Count how many lines in the rows below contain the word "edge". Reply with that number alone.

[Dataset rows about object locations]

——————————

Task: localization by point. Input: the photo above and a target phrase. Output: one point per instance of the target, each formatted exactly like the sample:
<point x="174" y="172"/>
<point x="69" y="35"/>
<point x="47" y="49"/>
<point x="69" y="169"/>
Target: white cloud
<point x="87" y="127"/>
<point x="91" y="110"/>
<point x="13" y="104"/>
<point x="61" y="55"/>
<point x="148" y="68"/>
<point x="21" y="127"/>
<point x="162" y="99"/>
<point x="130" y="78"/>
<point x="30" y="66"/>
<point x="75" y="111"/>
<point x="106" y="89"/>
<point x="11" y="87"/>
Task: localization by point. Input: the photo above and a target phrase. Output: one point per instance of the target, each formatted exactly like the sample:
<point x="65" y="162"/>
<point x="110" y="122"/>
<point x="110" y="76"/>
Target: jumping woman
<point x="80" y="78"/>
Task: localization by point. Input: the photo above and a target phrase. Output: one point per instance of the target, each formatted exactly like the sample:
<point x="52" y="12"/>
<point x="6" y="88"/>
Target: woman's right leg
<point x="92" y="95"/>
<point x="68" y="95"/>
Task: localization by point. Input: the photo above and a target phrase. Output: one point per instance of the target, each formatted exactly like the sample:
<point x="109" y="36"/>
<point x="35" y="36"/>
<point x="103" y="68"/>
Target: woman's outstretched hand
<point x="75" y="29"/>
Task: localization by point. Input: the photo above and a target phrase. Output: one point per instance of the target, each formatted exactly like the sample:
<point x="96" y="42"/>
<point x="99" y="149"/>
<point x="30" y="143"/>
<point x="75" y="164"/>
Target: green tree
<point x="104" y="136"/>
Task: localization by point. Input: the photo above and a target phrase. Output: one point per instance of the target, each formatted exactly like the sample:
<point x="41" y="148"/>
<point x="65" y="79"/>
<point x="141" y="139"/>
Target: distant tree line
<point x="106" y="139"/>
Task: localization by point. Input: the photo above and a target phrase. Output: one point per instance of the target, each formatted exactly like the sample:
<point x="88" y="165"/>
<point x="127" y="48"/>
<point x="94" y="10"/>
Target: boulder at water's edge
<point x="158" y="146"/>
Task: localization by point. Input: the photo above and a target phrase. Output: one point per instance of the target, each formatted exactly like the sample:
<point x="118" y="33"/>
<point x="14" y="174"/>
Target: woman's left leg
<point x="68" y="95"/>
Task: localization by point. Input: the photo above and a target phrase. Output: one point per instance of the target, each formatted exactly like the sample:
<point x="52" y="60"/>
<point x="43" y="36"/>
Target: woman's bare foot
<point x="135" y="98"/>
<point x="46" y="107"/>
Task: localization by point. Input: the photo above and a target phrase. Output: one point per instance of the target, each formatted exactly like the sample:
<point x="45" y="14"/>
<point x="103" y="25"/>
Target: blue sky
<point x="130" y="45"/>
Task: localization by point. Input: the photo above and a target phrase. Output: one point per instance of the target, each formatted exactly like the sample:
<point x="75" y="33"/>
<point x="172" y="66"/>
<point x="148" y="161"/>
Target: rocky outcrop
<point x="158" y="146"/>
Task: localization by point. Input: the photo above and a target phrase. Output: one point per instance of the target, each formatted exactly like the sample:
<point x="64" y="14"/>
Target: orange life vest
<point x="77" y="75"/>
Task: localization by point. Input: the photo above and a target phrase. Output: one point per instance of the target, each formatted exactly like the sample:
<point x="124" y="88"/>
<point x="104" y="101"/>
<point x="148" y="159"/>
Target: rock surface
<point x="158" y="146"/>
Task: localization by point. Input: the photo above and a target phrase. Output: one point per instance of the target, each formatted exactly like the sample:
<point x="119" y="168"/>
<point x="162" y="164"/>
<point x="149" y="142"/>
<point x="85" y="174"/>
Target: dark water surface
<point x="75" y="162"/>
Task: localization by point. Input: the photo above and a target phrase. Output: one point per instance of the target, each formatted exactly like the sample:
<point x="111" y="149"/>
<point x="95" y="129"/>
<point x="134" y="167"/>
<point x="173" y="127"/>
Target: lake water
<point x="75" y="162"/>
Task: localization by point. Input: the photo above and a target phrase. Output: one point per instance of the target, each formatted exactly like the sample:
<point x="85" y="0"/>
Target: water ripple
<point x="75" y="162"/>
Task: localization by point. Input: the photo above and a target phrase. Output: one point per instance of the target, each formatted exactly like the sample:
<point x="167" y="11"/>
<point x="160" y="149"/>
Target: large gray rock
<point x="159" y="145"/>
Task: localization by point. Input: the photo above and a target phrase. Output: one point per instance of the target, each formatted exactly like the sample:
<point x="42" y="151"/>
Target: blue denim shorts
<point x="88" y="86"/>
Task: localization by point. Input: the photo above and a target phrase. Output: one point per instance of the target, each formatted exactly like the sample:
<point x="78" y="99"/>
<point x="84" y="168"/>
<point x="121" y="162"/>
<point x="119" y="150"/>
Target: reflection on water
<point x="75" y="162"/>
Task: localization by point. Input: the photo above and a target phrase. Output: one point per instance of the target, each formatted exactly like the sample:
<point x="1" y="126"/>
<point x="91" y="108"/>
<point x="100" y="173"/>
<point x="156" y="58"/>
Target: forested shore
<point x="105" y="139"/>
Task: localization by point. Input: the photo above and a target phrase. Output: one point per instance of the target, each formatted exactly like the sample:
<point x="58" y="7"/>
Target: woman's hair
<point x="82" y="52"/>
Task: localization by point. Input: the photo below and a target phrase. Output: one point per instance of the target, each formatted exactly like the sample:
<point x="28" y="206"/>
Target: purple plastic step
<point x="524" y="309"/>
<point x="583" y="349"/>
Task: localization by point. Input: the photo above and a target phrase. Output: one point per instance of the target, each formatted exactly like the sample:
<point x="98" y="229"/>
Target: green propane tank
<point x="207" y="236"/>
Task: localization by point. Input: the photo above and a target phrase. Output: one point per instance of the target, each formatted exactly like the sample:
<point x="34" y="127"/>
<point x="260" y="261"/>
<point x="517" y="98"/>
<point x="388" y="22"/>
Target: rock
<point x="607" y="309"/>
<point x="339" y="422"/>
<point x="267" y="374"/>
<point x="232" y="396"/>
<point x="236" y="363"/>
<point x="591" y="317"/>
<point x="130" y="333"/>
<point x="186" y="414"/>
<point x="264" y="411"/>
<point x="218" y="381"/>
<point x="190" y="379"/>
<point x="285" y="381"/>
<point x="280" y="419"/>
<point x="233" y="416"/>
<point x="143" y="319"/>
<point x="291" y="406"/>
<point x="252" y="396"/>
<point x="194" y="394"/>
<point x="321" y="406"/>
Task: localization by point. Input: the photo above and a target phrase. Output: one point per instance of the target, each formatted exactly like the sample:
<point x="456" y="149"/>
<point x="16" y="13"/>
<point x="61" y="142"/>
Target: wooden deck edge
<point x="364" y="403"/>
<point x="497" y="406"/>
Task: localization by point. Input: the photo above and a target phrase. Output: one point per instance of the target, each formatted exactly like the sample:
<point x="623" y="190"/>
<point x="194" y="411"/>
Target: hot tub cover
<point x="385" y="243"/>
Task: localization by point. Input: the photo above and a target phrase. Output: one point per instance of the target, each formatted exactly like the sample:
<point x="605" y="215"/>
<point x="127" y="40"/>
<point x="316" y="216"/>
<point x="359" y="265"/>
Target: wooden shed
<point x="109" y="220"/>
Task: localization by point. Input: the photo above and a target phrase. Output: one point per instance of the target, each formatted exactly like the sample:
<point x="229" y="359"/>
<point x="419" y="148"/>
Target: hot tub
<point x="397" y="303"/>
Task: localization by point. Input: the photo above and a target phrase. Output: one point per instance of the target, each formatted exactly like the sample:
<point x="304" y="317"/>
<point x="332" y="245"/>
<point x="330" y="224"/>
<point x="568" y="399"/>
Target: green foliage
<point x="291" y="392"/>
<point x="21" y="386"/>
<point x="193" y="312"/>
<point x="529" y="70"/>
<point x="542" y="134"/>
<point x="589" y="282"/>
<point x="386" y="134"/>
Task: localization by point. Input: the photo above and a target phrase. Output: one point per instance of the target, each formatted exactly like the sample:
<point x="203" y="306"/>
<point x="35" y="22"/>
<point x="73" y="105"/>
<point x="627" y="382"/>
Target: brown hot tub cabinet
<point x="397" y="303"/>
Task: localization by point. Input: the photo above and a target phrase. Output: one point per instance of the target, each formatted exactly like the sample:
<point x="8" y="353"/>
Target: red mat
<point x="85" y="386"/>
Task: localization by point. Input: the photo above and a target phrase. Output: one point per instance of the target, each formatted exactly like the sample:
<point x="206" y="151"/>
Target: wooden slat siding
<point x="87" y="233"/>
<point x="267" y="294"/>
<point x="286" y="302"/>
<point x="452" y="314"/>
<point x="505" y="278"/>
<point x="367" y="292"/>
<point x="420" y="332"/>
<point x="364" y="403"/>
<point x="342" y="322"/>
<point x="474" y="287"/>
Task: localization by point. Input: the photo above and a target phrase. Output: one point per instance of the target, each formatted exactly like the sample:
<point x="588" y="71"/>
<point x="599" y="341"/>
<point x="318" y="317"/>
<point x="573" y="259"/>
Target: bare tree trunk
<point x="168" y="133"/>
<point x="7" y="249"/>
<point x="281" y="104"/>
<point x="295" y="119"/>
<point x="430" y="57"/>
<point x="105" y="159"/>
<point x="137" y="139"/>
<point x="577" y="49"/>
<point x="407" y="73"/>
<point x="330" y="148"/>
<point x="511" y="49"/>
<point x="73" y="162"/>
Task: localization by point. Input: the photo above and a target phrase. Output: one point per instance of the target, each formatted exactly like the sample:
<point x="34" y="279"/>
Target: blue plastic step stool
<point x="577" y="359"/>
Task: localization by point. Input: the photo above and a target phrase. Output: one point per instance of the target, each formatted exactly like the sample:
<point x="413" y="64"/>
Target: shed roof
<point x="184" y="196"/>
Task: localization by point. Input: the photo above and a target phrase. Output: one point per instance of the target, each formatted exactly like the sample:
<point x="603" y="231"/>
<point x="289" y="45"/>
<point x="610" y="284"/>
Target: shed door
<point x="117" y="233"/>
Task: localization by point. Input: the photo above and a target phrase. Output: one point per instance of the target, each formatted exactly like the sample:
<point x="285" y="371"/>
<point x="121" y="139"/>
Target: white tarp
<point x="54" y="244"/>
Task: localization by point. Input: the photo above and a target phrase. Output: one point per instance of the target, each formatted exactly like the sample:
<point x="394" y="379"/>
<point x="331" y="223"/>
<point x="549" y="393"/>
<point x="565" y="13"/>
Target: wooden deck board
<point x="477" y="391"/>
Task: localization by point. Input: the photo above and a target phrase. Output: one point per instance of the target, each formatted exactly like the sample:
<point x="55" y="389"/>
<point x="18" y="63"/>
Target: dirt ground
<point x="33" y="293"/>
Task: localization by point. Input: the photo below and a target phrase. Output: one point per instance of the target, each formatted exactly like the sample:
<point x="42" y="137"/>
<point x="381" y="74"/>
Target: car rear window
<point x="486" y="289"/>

——————————

* _SOLVED PROBLEM_
2